(A run of records)
-------------------------

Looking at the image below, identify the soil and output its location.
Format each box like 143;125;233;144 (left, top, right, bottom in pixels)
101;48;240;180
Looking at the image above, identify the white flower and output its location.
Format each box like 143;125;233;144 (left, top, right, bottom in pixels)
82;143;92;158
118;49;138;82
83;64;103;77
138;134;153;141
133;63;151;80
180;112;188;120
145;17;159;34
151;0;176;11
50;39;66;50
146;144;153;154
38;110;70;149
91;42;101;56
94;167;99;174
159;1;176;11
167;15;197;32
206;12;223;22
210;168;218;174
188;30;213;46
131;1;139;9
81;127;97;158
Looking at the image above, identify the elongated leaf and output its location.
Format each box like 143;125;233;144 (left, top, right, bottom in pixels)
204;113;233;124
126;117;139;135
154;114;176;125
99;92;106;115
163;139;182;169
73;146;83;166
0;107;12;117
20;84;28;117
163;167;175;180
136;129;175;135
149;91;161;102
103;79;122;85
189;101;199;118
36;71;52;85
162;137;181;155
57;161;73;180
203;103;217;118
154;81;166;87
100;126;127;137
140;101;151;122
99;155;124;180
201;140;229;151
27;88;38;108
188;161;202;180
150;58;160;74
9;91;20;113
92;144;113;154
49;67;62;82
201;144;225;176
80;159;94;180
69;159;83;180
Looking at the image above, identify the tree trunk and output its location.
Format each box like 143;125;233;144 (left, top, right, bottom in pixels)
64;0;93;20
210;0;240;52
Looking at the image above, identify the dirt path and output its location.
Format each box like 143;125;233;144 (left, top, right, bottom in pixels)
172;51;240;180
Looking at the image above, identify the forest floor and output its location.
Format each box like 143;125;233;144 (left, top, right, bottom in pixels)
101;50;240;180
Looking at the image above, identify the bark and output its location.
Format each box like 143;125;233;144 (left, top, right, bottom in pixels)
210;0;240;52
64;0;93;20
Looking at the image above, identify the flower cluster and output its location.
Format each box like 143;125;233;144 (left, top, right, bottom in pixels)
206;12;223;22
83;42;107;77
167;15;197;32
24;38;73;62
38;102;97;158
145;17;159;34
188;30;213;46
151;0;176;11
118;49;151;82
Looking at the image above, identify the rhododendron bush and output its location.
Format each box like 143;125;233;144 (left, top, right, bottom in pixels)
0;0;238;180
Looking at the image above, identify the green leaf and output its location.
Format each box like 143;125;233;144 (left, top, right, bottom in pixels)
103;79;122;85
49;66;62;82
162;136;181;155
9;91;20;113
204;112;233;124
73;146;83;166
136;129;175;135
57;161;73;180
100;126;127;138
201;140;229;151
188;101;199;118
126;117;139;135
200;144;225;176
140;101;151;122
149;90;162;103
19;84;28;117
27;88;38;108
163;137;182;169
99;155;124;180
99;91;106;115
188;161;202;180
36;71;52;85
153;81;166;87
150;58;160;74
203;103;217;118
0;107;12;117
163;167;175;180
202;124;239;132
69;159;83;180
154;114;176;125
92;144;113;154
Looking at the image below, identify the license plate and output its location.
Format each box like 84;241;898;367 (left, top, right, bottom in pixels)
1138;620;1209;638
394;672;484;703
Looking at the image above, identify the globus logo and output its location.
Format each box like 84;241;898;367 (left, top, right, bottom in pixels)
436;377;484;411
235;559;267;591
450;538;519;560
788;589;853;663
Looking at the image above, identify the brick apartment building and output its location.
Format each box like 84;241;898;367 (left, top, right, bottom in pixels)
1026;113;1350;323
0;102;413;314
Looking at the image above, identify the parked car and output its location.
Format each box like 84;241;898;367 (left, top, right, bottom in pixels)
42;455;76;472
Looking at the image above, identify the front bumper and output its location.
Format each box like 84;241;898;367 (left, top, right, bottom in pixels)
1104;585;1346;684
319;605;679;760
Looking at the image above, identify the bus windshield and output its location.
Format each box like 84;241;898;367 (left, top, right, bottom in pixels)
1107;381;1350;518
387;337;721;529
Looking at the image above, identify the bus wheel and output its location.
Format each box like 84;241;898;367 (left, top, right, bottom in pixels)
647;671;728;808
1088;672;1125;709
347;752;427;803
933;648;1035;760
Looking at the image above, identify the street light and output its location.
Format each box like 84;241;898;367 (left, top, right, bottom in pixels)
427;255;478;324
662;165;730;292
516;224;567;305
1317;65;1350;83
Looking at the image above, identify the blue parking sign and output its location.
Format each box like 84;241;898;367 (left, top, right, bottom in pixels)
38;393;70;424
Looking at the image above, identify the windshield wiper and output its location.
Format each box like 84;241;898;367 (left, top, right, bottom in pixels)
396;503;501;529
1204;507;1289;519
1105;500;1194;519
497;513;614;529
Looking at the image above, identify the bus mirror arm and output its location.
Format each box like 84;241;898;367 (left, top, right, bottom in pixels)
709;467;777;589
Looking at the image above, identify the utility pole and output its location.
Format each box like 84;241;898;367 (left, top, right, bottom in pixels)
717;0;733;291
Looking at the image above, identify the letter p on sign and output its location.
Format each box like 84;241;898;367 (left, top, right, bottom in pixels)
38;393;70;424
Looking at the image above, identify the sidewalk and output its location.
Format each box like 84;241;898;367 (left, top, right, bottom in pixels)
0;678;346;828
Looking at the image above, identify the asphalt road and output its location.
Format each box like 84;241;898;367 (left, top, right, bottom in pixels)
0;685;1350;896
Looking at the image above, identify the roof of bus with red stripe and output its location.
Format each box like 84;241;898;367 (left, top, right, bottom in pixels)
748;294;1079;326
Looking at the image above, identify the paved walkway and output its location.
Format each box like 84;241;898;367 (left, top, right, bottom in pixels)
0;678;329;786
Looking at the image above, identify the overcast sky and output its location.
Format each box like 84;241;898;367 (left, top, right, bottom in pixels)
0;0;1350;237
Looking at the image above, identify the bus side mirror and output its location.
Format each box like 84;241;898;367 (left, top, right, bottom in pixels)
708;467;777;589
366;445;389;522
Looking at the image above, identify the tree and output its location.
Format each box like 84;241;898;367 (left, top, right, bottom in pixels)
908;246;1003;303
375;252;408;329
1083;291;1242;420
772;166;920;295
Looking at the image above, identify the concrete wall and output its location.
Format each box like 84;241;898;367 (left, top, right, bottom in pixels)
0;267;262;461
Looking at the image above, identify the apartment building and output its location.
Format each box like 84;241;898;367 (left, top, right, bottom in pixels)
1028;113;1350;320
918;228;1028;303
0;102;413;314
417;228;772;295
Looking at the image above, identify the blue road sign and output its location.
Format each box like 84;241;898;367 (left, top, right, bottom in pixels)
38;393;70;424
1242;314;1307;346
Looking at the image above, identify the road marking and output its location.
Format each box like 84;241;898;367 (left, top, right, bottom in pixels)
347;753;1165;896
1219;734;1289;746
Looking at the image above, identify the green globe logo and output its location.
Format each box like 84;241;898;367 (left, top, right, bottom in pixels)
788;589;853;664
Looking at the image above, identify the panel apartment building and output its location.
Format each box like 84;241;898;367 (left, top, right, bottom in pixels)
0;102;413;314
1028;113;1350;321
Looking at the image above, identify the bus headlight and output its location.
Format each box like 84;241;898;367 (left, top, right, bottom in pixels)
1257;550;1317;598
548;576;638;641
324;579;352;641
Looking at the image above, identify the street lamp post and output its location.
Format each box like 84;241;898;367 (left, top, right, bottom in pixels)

-------------------------

EXERCISE
Pull out every line in the records above that contains the string "green", treating uppercase and lowercase as different.

RESPONSE TO THIS EXERCISE
Looking at the image above, identify the green leaf and output its location.
Looking at the image above, identify the green globe logo and output its location.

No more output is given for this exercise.